▶ **Exercise**: Every line in the data below has to be repeated exactly; no picture belongs in the result.
####
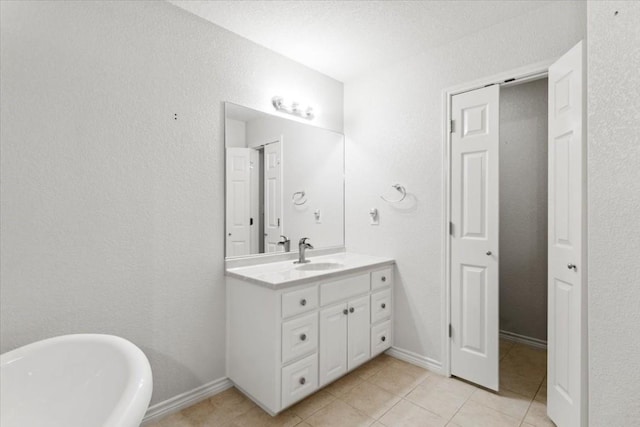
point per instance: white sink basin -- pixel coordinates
(75, 381)
(320, 266)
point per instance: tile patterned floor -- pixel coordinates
(389, 392)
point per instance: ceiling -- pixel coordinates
(343, 39)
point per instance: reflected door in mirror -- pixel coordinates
(238, 201)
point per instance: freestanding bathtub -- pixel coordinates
(83, 380)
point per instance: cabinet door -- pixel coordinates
(333, 343)
(358, 332)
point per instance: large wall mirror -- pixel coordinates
(284, 181)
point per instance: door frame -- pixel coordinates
(513, 77)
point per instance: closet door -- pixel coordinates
(567, 313)
(238, 202)
(474, 238)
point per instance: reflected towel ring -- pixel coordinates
(299, 198)
(401, 190)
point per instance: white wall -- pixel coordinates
(111, 210)
(523, 209)
(393, 123)
(235, 133)
(614, 212)
(312, 161)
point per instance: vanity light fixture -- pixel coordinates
(294, 108)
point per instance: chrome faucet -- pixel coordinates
(302, 247)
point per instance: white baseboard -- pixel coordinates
(416, 359)
(521, 339)
(186, 399)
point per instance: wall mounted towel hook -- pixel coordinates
(401, 190)
(299, 198)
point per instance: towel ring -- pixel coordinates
(299, 198)
(401, 190)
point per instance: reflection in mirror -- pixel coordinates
(284, 181)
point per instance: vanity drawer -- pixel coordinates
(299, 337)
(381, 278)
(299, 301)
(380, 338)
(299, 380)
(344, 288)
(381, 305)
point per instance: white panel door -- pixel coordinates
(333, 343)
(474, 239)
(567, 329)
(238, 212)
(255, 171)
(359, 336)
(272, 196)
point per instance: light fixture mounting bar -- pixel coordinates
(294, 108)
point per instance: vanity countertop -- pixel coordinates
(282, 274)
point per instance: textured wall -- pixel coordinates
(393, 123)
(523, 209)
(111, 210)
(614, 212)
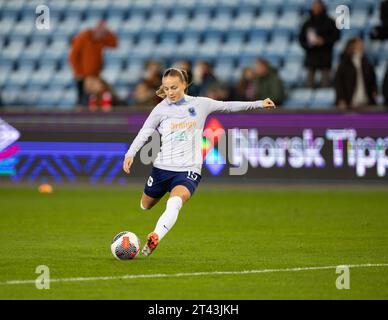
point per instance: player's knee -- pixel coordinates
(145, 207)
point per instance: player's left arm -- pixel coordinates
(236, 106)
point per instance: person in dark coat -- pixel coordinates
(381, 32)
(318, 36)
(355, 79)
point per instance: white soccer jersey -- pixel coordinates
(181, 126)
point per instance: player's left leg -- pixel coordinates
(178, 196)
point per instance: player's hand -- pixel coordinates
(127, 164)
(268, 103)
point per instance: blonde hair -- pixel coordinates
(173, 72)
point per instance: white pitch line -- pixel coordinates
(196, 274)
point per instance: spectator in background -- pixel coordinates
(318, 36)
(267, 82)
(355, 79)
(245, 89)
(100, 95)
(203, 78)
(381, 32)
(144, 95)
(86, 55)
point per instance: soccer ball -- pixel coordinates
(125, 246)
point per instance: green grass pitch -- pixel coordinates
(219, 229)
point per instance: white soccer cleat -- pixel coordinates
(151, 244)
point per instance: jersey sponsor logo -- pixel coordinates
(183, 125)
(192, 112)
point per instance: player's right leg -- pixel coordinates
(147, 202)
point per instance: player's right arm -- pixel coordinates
(145, 132)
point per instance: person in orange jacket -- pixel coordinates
(86, 54)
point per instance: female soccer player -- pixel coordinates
(177, 168)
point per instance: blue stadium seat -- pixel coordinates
(299, 98)
(323, 99)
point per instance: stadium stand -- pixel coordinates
(230, 34)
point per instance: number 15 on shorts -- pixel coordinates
(192, 175)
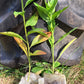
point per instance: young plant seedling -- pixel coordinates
(24, 44)
(49, 15)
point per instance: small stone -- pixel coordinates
(56, 78)
(33, 79)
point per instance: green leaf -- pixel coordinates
(21, 44)
(57, 13)
(60, 39)
(42, 12)
(56, 64)
(48, 71)
(18, 13)
(40, 38)
(37, 52)
(32, 21)
(67, 46)
(37, 30)
(52, 4)
(36, 69)
(38, 64)
(12, 34)
(28, 2)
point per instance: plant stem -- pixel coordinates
(51, 29)
(52, 50)
(28, 48)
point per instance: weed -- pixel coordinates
(49, 15)
(24, 44)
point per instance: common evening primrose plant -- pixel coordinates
(24, 44)
(48, 14)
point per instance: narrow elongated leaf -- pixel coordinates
(37, 30)
(57, 13)
(21, 44)
(38, 52)
(37, 69)
(67, 46)
(32, 21)
(56, 64)
(18, 13)
(42, 12)
(28, 2)
(53, 4)
(60, 39)
(12, 34)
(40, 38)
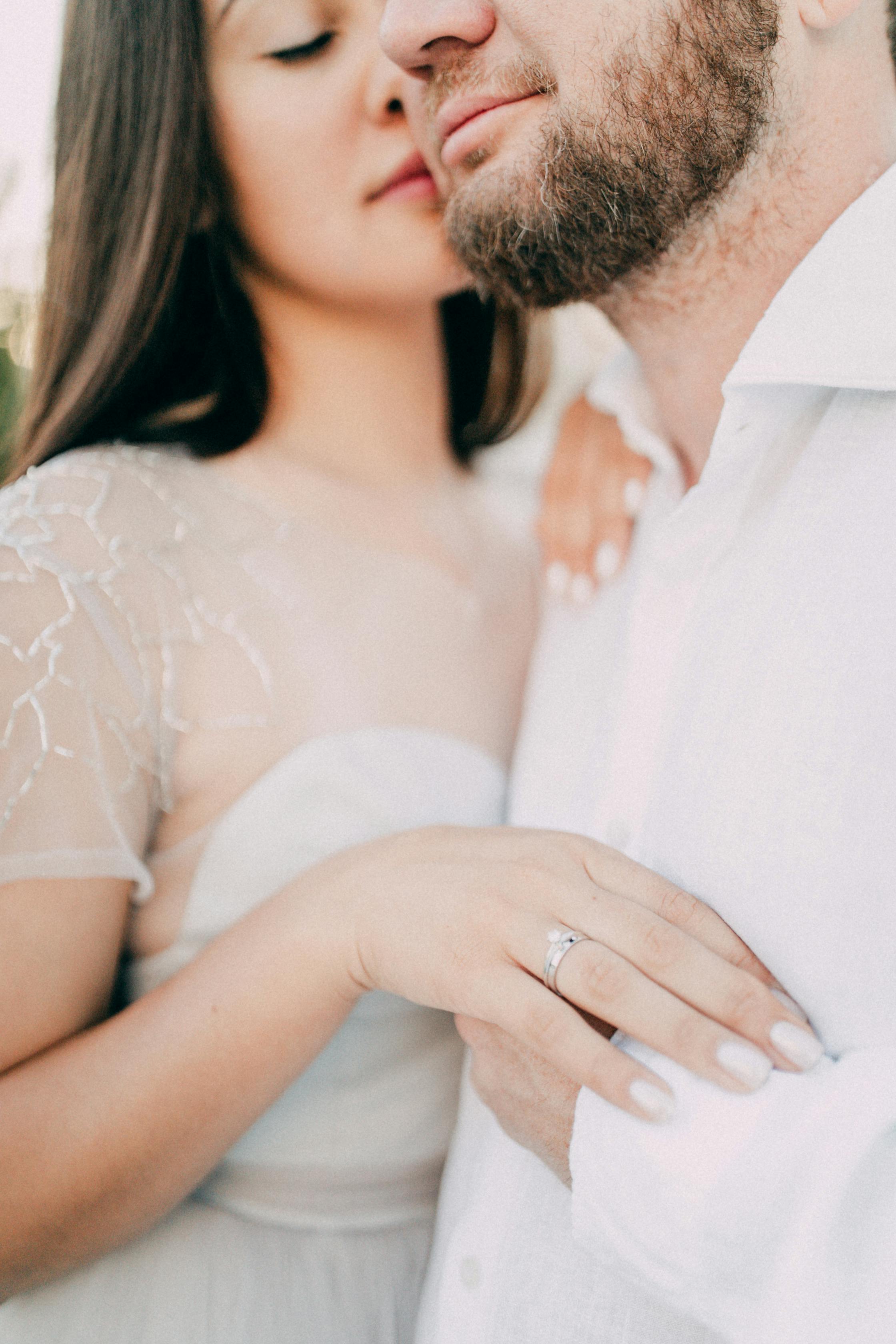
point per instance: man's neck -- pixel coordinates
(690, 318)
####
▶ **Expected answer**:
point per instance: white sink basin -- pixel coordinates
(75, 381)
(320, 266)
point per instance: tile patterned floor -- pixel coordinates
(389, 392)
point per instance: ceiling -- pixel coordinates
(343, 39)
point per instance: reflected door in mirror -- pixel coordinates
(238, 201)
point per instance: freestanding bathtub -- pixel coordinates
(83, 380)
point per instance: cabinet door -- pixel coordinates
(333, 343)
(358, 332)
point per instance: large wall mirror -- pixel coordinates
(284, 181)
point per instance: door frame -- pixel coordinates
(513, 77)
point per instance: closet door -- pixel coordinates
(567, 313)
(238, 202)
(474, 238)
point per instance: reflected towel ring -- pixel coordinates
(299, 198)
(401, 190)
point per instance: white wall -- pixel coordinates
(111, 210)
(523, 209)
(393, 123)
(235, 133)
(614, 212)
(312, 161)
point per instance: vanity light fixture -- pixel coordinates
(294, 108)
point per instance: chrome faucet -- pixel coordinates
(302, 247)
point per instance: white baseboard -- pixel coordinates
(416, 359)
(521, 339)
(186, 399)
point per instance: wall mounted towel hook -- pixel coordinates
(401, 190)
(299, 198)
point per instance: towel ring -- pixel coordinates
(299, 198)
(401, 190)
point per instance: reflection in mirror -- pixel coordinates
(284, 181)
point per instance: vanity drawer -- pixel coordinates
(299, 337)
(381, 278)
(299, 301)
(380, 338)
(299, 380)
(344, 288)
(381, 305)
point per instance: white panel door -- pixel coordinates
(333, 343)
(474, 239)
(567, 329)
(238, 212)
(255, 171)
(359, 336)
(272, 196)
point per instance: light fixture mounting bar -- pixel coordinates
(294, 108)
point per instance: vanity countertop -- pixel coordinates
(282, 274)
point per instance: textured wall -- pixel coordinates
(393, 123)
(523, 209)
(111, 210)
(614, 212)
point per instance: player's knee -- pixel coordinates
(145, 207)
point per instance: player's left arm -- pixel coordinates
(236, 106)
point per instance: person in dark coat -- pixel coordinates
(381, 32)
(318, 36)
(355, 79)
point per instance: white soccer jersey -- pixel coordinates
(181, 126)
point per instance: player's left leg -- pixel coordinates
(178, 196)
point per instance: player's hand -- pixel coordinates
(127, 164)
(268, 103)
point per instance: blonde hair -- pixel coordinates
(173, 72)
point per instance: white pitch line -- pixel coordinates
(196, 274)
point per instance: spectator in background -- pixel coordinates
(318, 36)
(267, 82)
(355, 79)
(245, 89)
(100, 95)
(203, 78)
(381, 32)
(144, 95)
(86, 55)
point per instance: soccer ball -- pixel coordinates
(125, 246)
point per instance: green grass pitch -- pixel coordinates
(219, 229)
point per instance: white soccer cleat -- pixel coordinates
(151, 244)
point per instance: jersey sponsor logo -- pixel coordinates
(183, 125)
(192, 112)
point per instance: player's right leg -- pixel coordinates
(147, 202)
point per instance: player's right arm -- pixel coordinates
(145, 132)
point per instance: person in orange jacket -- pixel coordinates
(86, 54)
point per instance: female soccer player -- pixel coordinates
(177, 168)
point per instance: blue stadium seat -- pixel coordinates
(299, 98)
(323, 99)
point per instance: stadium stand -- pixel coordinates
(230, 34)
point per instance: number 15 on shorts -- pixel coordinates
(192, 175)
point per instance: young plant seedling -- pixel coordinates
(24, 44)
(49, 15)
point per instance: small stone -- pixel coordinates
(56, 78)
(33, 79)
point per instance: green leaf -- pixel coordinates
(21, 44)
(57, 13)
(60, 39)
(42, 12)
(56, 64)
(48, 71)
(18, 13)
(40, 38)
(37, 52)
(32, 21)
(67, 46)
(37, 30)
(52, 4)
(36, 69)
(38, 64)
(12, 34)
(28, 2)
point per instance: plant stem -- pixel coordinates
(51, 29)
(52, 50)
(28, 48)
point per instance: weed -- pixel coordinates
(49, 15)
(24, 44)
point per instance: common evening primrose plant -- pixel coordinates
(24, 44)
(48, 14)
point per instance: narrow elongated leaf -- pixel coordinates
(37, 30)
(57, 13)
(21, 44)
(38, 52)
(37, 69)
(67, 46)
(32, 21)
(56, 64)
(18, 13)
(42, 12)
(28, 2)
(53, 4)
(60, 39)
(12, 34)
(40, 38)
point per instance: man's neck -- pixel coordinates
(690, 318)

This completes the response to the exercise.